▶ [Testo di riferimento]
══════

Era la mattina del 5 Aprile 1966 quando partii nel buio per il lungo viaggio in America. Era di nascosto come per evitare gli sguardi dei vicini.


Infatti, quando si lascia il paese di nascita per cercare una vita migliore, si fa’ per necessita’, perche’ un uomo non c’e’ la fa’ piu’ a portare avanti la famiglia. E’ come un fallimento e quasi una vergogna per non essere riuscito a sfamare moglie e figli.


Cosi’ fu’ per mio padre, esperto muratore e grande lavoratore, che non riusciva a trovare un lavoro fisso. Magari si chiedeva, “Come faccio a portare avanti una famiglia senza lavoro ?”


Un giorno qualunque sotto il cielo scottante della Sicilia, quando arrivò la lettera per presentarci all’ambasciata americana di Palermo per l’emigrazione a Boston nella primavera del 1965, mia madre era tutta sorridente. Era alla sua quarta gravidanza e, col viso splendente di una mamma, aspettava la nascita di Esmeralda, la sua seconda figlia. Magari, rifletteva, “C’e’ l’abbiamo fatta. In America tutto andra’ bene!”


Il desiderio di mamma divento’ concreto e, nel buio del 5 Aprile 1966, con una macchina nera privata che non era un taxi e senza salutare i vicini di casa, la fuga verso l’aeroporto Fontanarossa di Catania comincio.’


Il percorso aeroporti Fontanarossa-Fiumicino-Logan era tutto prestabilito ma per me fu’ un sogno. La sera prima, di nascosto, Graziella, il mio amore platonico, attraverso la sorella più piccola mi aveva fatto recapitare un braccialetto con una piccola nota scritta con la sua semplice calligrafia, “ Torna presto. Ti amo.” Il mio corpo era in partenza ma il mio spirito rimase nella mia terra.


Cosi’ fu’, con Esmeralda, l’ultima arrivata, Mimma, la prima sorella, il secondogenito, Giuseppe, mio fratello, mio padre e mia madre, all’alba del 5 Aprile 1966, mi trovai in altitudine con un aereo Alitalia a sorvolare il cratere bollente dell’Etna che avevo conosciuto da piccolo col mio sguardo come una montagna coperta di neve e che, nei giorni sereni, sopraggiava ultimo punto dell’orizzonte dal mio paese.


Il viaggio oltreoceano, Fiumicino-Logan, con mio padre che si toccava spesso la tasca della giacca per paura di non perdere i documenti dell’immigrazione e mia madre che accucciava la piccola Esmeralda con lo sguardo ansioso di Mimma, fu’ un lungo respiro. Niente si muoveva. Neanche le nuvole che impedivano uno sguardo sull’ Oceano Atlantico. Passai il tempo a giocherellare con la prese d’aria e con la trepidazione di mettere piedi sulla terra ferma.


Circolando il cielo di Boston prima dell’atterraggio sulla pista di Logan rimasi stupito dai colori delle piccole casette e dall’ordine delle lunghissime strade. L’immensita’ degli spazii scosse il mio spirito. Finalmente andavo a vivere in una grande citta’. (1) (2) (3)

══════

▶ [Sezione dati]
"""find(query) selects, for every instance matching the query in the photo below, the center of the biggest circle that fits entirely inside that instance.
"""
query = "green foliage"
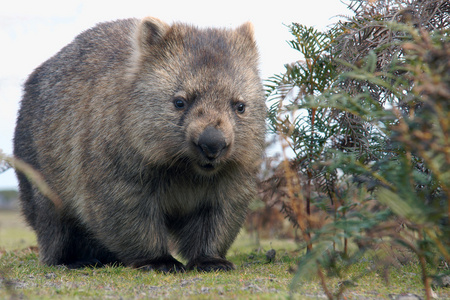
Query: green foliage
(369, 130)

══════

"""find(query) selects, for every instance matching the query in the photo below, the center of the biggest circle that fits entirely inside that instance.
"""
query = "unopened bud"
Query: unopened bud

══════

▶ [Sfide]
A) Cita parola per parola il passo del testo di riferimento che inizia con "Cosi’ fu’, con" e prosegue fino a "dal mio paese.".
B) Secondo il testo di riferimento, che mestiere faceva il padre di chi racconta?

▶ [Soluzioni dei compiti]
A)
Cosi’ fu’, con Esmeralda, l’ultima arrivata, Mimma, la prima sorella, il secondogenito, Giuseppe, mio fratello, mio padre e mia madre, all’alba del 5 Aprile 1966, mi trovai in altitudine con un aereo Alitalia a sorvolare il cratere bollente dell’Etna che avevo conosciuto da piccolo col mio sguardo come una montagna coperta di neve e che, nei giorni sereni, sopraggiava ultimo punto dell’orizzonte dal mio paese.

B) Era un esperto muratore.